Reproduce the full set of records that follow, exactly as shown.
*** Opening Dataset records ***
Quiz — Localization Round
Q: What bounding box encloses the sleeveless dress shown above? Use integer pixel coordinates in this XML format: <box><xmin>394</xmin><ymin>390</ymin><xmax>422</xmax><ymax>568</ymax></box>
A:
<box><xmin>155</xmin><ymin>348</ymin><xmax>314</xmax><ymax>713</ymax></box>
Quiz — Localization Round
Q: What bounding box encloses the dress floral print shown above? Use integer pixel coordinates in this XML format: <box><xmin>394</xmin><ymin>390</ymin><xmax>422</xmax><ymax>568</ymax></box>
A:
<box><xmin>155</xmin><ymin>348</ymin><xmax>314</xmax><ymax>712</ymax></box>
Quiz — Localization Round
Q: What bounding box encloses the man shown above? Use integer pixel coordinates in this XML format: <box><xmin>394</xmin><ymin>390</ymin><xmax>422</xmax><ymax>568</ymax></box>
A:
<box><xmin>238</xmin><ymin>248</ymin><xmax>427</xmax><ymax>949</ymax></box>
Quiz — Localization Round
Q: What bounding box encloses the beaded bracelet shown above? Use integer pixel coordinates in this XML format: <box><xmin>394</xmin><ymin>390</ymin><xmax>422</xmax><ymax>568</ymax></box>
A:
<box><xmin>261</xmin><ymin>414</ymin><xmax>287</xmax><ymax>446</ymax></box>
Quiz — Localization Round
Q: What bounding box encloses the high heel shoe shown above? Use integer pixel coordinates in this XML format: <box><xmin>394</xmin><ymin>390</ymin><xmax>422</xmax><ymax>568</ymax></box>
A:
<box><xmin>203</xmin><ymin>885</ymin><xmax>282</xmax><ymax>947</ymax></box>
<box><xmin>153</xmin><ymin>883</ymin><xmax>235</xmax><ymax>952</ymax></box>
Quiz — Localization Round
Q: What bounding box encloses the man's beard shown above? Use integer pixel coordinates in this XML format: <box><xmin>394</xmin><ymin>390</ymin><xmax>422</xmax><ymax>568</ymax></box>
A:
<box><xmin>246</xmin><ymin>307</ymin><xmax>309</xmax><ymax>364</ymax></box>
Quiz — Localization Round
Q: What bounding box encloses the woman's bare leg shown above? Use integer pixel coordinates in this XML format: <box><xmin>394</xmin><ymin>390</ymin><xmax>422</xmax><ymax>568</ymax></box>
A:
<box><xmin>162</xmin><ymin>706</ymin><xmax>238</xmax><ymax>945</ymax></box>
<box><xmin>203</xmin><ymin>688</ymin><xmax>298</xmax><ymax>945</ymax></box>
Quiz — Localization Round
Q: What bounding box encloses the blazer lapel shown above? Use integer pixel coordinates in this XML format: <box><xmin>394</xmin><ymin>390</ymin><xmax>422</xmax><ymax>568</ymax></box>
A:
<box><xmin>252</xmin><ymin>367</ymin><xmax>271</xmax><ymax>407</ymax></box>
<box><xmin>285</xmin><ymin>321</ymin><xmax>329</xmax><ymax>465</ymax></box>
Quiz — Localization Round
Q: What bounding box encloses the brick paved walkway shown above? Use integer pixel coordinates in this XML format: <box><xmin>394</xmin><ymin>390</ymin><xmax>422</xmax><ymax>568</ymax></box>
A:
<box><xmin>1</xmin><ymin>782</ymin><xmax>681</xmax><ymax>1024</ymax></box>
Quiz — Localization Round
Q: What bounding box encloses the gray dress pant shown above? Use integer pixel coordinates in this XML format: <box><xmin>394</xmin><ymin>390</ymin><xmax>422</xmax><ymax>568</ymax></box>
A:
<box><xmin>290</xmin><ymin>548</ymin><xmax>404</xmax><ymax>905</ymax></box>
*** Closing Dataset records ***
Output =>
Quiz — Localization Round
Q: What bounding box encloses the sleeveless dress shown above? Use integer pixel coordinates in this XML format: <box><xmin>394</xmin><ymin>390</ymin><xmax>422</xmax><ymax>568</ymax></box>
A:
<box><xmin>155</xmin><ymin>348</ymin><xmax>314</xmax><ymax>713</ymax></box>
Quiz — Localization Round
Q: What bounding box encloses the dress floral print shown above? Use integer pixel coordinates in this XML format: <box><xmin>394</xmin><ymin>390</ymin><xmax>422</xmax><ymax>568</ymax></box>
A:
<box><xmin>155</xmin><ymin>348</ymin><xmax>314</xmax><ymax>712</ymax></box>
Quiz — Localization Round
Q: What bounding box encloses the man shown above? Use integer pixel coordinates in this XML format: <box><xmin>394</xmin><ymin>390</ymin><xmax>422</xmax><ymax>568</ymax></box>
A:
<box><xmin>238</xmin><ymin>248</ymin><xmax>427</xmax><ymax>949</ymax></box>
Quiz — Localization Round
Q: What bounding box encloses the beaded bracelet shown above? Use integer pixel coordinates in this XML format: <box><xmin>394</xmin><ymin>390</ymin><xmax>422</xmax><ymax>568</ymax></box>
A:
<box><xmin>261</xmin><ymin>414</ymin><xmax>287</xmax><ymax>446</ymax></box>
Quiz — Localization Round
Q: What bounding box encloses the high heel shoe shown above? Use integer pixel coordinates in this XML format: <box><xmin>394</xmin><ymin>390</ymin><xmax>422</xmax><ymax>568</ymax></box>
A:
<box><xmin>203</xmin><ymin>885</ymin><xmax>282</xmax><ymax>947</ymax></box>
<box><xmin>153</xmin><ymin>883</ymin><xmax>235</xmax><ymax>952</ymax></box>
Quiz — Localization Round
Q: What bounding box encloses the man's beard shown above? Use integer pixel coordinates in this XML format: <box><xmin>394</xmin><ymin>390</ymin><xmax>422</xmax><ymax>568</ymax></box>
A:
<box><xmin>246</xmin><ymin>307</ymin><xmax>309</xmax><ymax>364</ymax></box>
Quiz — Localization Round
Q: What bounding box encloses the woman's bare leg shown above? Use integer pixel coordinates in this XML format: <box><xmin>394</xmin><ymin>390</ymin><xmax>422</xmax><ymax>568</ymax></box>
A:
<box><xmin>162</xmin><ymin>706</ymin><xmax>238</xmax><ymax>945</ymax></box>
<box><xmin>203</xmin><ymin>688</ymin><xmax>298</xmax><ymax>945</ymax></box>
Quiz — Localization Round
Q: What bounding box encloses the blazer lapel shown above? Use integer pixel coordinates in this XML format: <box><xmin>394</xmin><ymin>390</ymin><xmax>422</xmax><ymax>568</ymax></box>
A:
<box><xmin>252</xmin><ymin>367</ymin><xmax>271</xmax><ymax>407</ymax></box>
<box><xmin>285</xmin><ymin>321</ymin><xmax>329</xmax><ymax>465</ymax></box>
Quiz — Localization Round
Q: What bounding box encloses the brick paved walkway shown above? Use integer pixel coordinates in this XML format: <box><xmin>394</xmin><ymin>390</ymin><xmax>422</xmax><ymax>568</ymax></box>
A:
<box><xmin>1</xmin><ymin>782</ymin><xmax>681</xmax><ymax>1024</ymax></box>
Quiz — Localization Round
Q: What bounding box encloses the gray dress pant shown above? Use integer pixel coordinates in this XML format: <box><xmin>394</xmin><ymin>390</ymin><xmax>422</xmax><ymax>568</ymax></box>
A:
<box><xmin>290</xmin><ymin>548</ymin><xmax>404</xmax><ymax>905</ymax></box>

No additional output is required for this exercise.